Excerpts from a point labeling dataset:
■ ■ ■

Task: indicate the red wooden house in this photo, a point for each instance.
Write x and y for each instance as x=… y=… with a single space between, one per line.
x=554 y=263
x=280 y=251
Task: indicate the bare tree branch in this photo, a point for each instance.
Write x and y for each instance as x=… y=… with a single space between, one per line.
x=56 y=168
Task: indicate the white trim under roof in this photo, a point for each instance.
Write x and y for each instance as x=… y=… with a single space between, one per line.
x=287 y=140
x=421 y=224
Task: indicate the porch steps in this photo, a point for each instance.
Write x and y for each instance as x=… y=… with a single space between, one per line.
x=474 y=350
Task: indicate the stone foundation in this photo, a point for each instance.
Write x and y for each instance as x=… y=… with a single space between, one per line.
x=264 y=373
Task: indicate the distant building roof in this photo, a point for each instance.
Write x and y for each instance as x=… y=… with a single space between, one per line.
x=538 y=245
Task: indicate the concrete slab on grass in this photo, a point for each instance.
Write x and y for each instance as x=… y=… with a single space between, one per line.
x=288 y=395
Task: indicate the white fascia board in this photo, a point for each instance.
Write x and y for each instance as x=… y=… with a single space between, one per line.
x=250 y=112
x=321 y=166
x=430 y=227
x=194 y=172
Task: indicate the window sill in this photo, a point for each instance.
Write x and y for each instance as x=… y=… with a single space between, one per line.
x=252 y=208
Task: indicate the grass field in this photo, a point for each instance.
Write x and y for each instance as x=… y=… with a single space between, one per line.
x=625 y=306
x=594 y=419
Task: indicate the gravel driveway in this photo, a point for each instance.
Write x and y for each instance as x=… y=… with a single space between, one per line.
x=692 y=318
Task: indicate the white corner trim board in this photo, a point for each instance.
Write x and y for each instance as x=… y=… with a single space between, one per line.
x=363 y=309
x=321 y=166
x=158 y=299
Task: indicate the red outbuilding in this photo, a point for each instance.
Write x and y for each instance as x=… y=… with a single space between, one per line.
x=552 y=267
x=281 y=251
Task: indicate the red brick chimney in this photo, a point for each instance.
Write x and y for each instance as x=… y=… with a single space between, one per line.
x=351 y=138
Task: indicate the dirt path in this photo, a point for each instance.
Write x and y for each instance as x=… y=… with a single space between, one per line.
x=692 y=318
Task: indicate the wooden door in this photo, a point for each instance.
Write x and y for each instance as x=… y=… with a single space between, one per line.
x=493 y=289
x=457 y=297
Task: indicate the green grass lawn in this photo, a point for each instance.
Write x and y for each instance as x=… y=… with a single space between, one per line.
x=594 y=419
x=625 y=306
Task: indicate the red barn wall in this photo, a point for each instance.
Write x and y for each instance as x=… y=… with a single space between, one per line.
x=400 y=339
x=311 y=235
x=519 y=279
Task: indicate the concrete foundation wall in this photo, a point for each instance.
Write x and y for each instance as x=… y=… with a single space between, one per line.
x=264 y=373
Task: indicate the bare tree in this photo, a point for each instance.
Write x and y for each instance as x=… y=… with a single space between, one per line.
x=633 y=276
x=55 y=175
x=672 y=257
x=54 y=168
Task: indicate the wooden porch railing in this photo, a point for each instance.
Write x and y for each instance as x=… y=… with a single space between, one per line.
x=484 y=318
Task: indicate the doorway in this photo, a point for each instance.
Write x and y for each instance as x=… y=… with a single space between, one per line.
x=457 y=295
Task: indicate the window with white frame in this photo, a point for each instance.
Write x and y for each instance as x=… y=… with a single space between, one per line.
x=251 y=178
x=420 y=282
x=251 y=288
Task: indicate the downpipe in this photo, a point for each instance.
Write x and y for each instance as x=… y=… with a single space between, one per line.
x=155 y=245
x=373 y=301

■ ■ ■

THE TASK:
Reproduce every item above word for word, keeping each line as it is.

SOLUTION TO THE PROBLEM:
Task: indicate the red wooden house in this photo, a point for each instance.
Write x and y for each instance as x=… y=… with a single space between, one per line.
x=554 y=263
x=280 y=251
Task: indicate the bare tree branch in this photo, a point for each instance.
Write x and y for each instance as x=… y=… with a single space between, one per line.
x=56 y=168
Task: indicate the white trim under roof in this photo, a point for each instance.
Write x and y for each instance as x=… y=… with a single space between, one per line.
x=287 y=140
x=421 y=224
Task: indicate the porch steps in this photo, a point for each instance.
Write x and y for each instance as x=… y=… with a single space between, one per line.
x=474 y=350
Task: indicate the stone foundation in this photo, a point for each instance.
Write x and y for each instance as x=… y=… with a single space between, one per line.
x=264 y=373
Task: indicate the distant building roof in this photo, a point for each instance.
Write x and y for each instance as x=… y=… with a single space between, one per line.
x=538 y=245
Task: indicate the concrete slab on grass in this photo, a point for each instance.
Write x and y for each instance as x=… y=… with a single space between, one per line.
x=288 y=395
Task: indicate the white fascia board in this photo, a point for each instance.
Write x and y for each instance as x=… y=… with a single space between, one per line.
x=250 y=112
x=321 y=166
x=430 y=227
x=194 y=172
Task: indicate the window sill in this photo, a point for each instance.
Write x and y for each instance as x=… y=… with a single space between, one per line.
x=252 y=208
Task: indicate the grass field in this photo, a point for each instance.
Write x and y for each instance as x=… y=… with a single space between, one per line.
x=625 y=306
x=594 y=419
Task: indicate the gravel driveway in this photo, a point for each instance.
Write x and y for each instance as x=… y=… with a single space between, one per line.
x=692 y=318
Task: indicate the white corner trim board in this photo, a point for each instance.
Write x and y for each instance as x=… y=… with a single space between, one per line.
x=363 y=309
x=321 y=166
x=158 y=299
Task: indicate the red outbuilding in this photo, a point for each instance.
Write x and y for each instance as x=… y=… with a single space between, one per line.
x=552 y=267
x=281 y=251
Task: indicate the red brick chimney in this photo, a point for each instance.
Write x and y for each instance as x=… y=… with a single space between, one per line.
x=351 y=138
Task: indicate the dirt path in this photo, a point for each instance.
Write x and y for each instance as x=… y=… with a single space between, one per line.
x=692 y=318
Task: indicate the wooden door in this photo, a point for each instance.
Write x and y for each instance as x=… y=… with a single space between, one per line.
x=493 y=289
x=457 y=297
Task: indicate the green grass lawn in this photo, a point for each instance.
Write x and y for each instance as x=… y=… with a single space between, one per line.
x=594 y=419
x=625 y=306
Task: indicate the red barn wall in this photo, a point for each instance.
Write x and y for each instance as x=… y=… with a single space between, one per line.
x=400 y=339
x=311 y=235
x=519 y=279
Task: indicate the concrete foundation wall in this photo, a point for each instance.
Write x and y for each instance as x=… y=… with a single space between, one per line.
x=264 y=373
Task: indicate the bare tree in this photo, a point for each instance.
Write x and y for each instance as x=… y=… with a single space between, one per line.
x=633 y=276
x=55 y=175
x=672 y=257
x=54 y=168
Task: indicate the wooden porch railing in this photo, a point for each instance.
Write x and y for each instance as x=… y=… with a single space between, one per line.
x=484 y=318
Task: indicate the doorway in this photo, a point for each instance.
Write x and y for each instance as x=… y=… with a single space between, one per line.
x=457 y=295
Task: indicate the window with white frame in this photo, a point for each instance.
Write x and y for each instance as x=… y=… with a single space between, one per line.
x=251 y=178
x=420 y=282
x=251 y=288
Task: indicate the downpipe in this photo, a point for each instance.
Write x and y for each instance as x=… y=… with a single space between, one per line.
x=155 y=245
x=373 y=301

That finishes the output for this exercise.